Write exactly, with no line omitted or added, the span beginning at the line that holds "For every instance of the rider's" and ending at the last line of the records.
################
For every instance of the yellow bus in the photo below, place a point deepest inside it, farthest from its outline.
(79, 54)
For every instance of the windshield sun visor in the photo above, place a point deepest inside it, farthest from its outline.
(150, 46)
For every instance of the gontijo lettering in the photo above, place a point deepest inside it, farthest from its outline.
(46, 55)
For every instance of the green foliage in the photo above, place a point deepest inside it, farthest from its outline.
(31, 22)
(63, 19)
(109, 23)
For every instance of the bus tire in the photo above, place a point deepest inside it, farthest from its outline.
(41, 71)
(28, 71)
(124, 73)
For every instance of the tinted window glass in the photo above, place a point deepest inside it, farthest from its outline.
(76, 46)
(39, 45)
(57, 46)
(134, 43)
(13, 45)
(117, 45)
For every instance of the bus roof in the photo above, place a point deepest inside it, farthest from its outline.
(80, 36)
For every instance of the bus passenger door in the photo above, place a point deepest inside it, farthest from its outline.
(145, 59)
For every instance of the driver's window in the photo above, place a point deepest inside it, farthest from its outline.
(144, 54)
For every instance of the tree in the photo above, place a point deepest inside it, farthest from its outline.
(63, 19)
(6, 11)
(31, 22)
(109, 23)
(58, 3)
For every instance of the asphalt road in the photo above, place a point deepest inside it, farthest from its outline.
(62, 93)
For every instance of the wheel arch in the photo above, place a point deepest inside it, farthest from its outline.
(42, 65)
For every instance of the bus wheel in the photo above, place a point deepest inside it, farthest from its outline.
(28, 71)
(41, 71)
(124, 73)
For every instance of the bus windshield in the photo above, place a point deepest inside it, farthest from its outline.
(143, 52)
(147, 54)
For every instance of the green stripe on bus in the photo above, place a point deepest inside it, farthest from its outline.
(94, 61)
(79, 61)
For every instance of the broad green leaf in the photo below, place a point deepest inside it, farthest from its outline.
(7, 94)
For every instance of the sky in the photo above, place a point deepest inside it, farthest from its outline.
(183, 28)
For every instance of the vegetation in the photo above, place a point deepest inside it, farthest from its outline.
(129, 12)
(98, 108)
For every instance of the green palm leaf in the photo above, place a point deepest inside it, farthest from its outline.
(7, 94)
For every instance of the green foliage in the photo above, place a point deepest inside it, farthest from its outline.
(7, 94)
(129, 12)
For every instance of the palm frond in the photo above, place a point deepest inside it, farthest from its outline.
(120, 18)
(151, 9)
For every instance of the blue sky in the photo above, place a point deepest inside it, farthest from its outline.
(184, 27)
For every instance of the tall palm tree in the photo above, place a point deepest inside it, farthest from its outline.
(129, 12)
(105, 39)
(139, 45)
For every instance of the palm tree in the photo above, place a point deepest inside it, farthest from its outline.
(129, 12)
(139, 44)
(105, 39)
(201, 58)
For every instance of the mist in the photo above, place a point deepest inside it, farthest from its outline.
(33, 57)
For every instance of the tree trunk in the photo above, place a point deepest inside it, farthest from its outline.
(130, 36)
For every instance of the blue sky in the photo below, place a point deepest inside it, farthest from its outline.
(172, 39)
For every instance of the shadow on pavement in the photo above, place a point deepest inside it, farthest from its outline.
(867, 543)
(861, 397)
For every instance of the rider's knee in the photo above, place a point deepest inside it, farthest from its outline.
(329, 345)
################
### Written solution
For every instance of the rider's knee in the photo above, place a point deepest inside it, farthest from its outline.
(329, 345)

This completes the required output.